### Page excerpt
····················

First, take a couple minutes out of your day to watch it if you haven't already. The first half is available on the Kylie Jenner official app (downloadable/watchable for free), or you can see a good chunk of it on this glitchy YouTube clip, and then watch the rest of it here. I know the sequences are confusing as hell but that brings a Saw-like element to this whole thing. Or maybe the comparison I'm looking for is Choose Your Own Adventure

Appropriately titled When Harry Met Kylie/Hailey/Kendall on the app, this short film stars Harry Hudson (some friend to the Kardashians who's also a musician I guess?) as a one-time, two-time—no, wait—FIVE-TIMING guy. Harry starts off juggling three women (Kylie and Kendall and the Justin Bieber-linked Hailey Baldwin) but the film ends with Kourtney Kardashian and Caitlyn Jenner (!) eventually joining his long list of side pieces. Actually hold on, I'm probably jumping the gun. This film may not even be complete—who knows?

In its harrowing opening scene, Kylie, impassioned, asks Harry, "Do you like me?" with a crying face that rivals that of Claire Danes (or her sister). It's almost like the opening scene of Queen of Earth, where Elisabeth Moss, in a career-best performance, has mascara running down her face. Kylie does not give as good of a performance as Moss but you can feel her trying to keep it together, so major props for that. Then Kylie does something really boundary-pushing—she breaks the fourth wall. "Is your Snapchat public right now?" someone off-camera asks and she cackles like a maniac. Truly haunting stuff.

Kylie dives into the story pretty quickly after that. While there's no more mention of being on Snapchat, there are still several moments in which characters talk directly at the camera. Here, the film feels more Funny Games than Ferris Bueller. As Kylie and Harry sit around talking about feelings (Harry admits he likes someone else), there's an ominous knock at his hotel door. That wide shot leading up to the knock, where Harry and Kylie look towards the door, is very Kubrick; perhaps Kylie took note from her brother-in-law Kanye, who once said that he wished Keeping Up With the Kardashians looked more like a Kubrick film. But Stanley's not the only iconic director Kylie hat-tips. The suspenseful someone-at-the-door scene can definitely be compared to David Lynch:

In fact, this whole film feels like an ode to Lynch's Inland Empire. It is a collection of performances and it is commentary on our celebrity gaze. It's like that scene in Inland Empire where Laura Dern's face gets all fucked up. The mysterious woman at the door turns out to be Hailey Baldwin, but the shock isn't that she's Harry's other lover; it's that she and Kylie used to be lovers—say whaaaat? Kylie understands that the lesbian side-plot is always a good plot-twist move, like [spoiler alert] Steven Soderbergh's Side Effects. In the midst of the reveal, Kendall Jenner gets added to the mix as she storms through the hotel door and embraces Harry before finding out they have company. If you ask me, the story elevates too quickly at this point, but let's blame the format, not the storytelling. Moving on.

····················

### Entries for labeling bounding boxes
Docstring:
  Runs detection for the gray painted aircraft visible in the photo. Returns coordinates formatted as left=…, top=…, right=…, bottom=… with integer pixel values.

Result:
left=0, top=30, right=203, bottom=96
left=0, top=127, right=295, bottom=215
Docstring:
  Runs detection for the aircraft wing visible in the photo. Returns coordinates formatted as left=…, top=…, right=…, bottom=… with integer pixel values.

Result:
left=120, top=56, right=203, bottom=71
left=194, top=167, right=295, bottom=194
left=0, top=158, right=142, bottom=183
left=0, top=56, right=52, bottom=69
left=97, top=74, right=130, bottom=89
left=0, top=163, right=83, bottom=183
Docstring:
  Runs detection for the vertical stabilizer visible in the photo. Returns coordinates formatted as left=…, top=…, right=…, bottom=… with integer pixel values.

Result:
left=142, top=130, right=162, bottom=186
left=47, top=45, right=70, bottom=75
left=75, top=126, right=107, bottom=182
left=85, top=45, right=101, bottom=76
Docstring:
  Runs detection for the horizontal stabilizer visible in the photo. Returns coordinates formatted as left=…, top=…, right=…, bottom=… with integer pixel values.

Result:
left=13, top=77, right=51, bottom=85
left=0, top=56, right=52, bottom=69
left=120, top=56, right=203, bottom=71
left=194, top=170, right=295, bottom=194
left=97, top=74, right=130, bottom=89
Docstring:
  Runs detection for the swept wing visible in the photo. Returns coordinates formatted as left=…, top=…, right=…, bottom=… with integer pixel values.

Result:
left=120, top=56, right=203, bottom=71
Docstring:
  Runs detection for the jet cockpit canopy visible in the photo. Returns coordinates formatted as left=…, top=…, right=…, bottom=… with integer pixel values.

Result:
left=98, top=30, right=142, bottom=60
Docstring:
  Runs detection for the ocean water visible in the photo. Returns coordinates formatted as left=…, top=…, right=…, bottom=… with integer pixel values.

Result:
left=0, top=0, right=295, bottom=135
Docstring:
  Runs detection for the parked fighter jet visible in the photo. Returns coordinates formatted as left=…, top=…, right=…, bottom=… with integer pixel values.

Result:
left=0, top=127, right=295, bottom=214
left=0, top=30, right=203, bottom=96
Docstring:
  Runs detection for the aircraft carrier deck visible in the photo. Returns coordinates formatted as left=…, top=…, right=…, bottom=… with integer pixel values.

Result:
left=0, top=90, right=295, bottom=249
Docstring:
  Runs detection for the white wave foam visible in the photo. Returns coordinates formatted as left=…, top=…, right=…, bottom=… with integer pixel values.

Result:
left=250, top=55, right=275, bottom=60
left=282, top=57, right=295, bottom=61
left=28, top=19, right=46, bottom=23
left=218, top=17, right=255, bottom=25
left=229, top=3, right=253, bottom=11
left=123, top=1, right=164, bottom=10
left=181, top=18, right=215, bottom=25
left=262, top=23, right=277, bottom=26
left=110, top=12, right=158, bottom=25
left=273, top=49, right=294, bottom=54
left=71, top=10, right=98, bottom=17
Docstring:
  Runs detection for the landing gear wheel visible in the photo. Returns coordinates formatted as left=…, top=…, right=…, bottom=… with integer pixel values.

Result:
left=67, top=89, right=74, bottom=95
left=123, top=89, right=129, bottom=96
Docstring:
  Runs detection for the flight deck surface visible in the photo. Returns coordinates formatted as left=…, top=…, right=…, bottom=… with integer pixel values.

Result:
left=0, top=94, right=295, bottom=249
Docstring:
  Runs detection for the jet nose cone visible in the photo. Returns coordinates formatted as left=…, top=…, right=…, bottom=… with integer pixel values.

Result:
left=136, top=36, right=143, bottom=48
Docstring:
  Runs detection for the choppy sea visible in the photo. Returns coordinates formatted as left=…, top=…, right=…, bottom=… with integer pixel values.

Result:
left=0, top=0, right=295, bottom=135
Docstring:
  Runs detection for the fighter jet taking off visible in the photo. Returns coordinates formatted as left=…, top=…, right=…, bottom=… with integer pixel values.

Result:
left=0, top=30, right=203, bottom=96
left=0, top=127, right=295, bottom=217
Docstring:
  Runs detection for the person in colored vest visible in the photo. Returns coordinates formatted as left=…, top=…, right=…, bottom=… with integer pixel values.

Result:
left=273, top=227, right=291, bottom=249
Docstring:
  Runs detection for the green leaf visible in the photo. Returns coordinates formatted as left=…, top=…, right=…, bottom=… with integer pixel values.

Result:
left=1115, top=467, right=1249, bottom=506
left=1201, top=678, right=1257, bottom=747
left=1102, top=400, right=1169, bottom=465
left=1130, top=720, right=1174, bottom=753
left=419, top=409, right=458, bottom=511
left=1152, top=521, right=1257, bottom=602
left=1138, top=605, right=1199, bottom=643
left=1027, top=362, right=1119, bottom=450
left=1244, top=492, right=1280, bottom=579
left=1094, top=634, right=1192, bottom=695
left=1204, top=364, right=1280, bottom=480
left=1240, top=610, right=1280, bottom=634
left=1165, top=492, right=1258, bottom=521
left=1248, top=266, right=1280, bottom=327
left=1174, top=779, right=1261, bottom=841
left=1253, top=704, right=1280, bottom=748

····················

### To do
1. Rewrite the film review from "In fact, this" up to and including "storytelling. Moving on.", replacing "Inland Empire" with "Mulholland Drive" throughout.
2. In the film review, who turns out to be the mysterious woman at the door?

### The solutions
1.
In fact, this whole film feels like an ode to Lynch's Mulholland Drive. It is a collection of performances and it is commentary on our celebrity gaze. It's like that scene in Mulholland Drive where Laura Dern's face gets all fucked up. The mysterious woman at the door turns out to be Hailey Baldwin, but the shock isn't that she's Harry's other lover; it's that she and Kylie used to be lovers—say whaaaat? Kylie understands that the lesbian side-plot is always a good plot-twist move, like [spoiler alert] Steven Soderbergh's Side Effects. In the midst of the reveal, Kendall Jenner gets added to the mix as she storms through the hotel door and embraces Harry before finding out they have company. If you ask me, the story elevates too quickly at this point, but let's blame the format, not the storytelling. Moving on.

2. Hailey Baldwin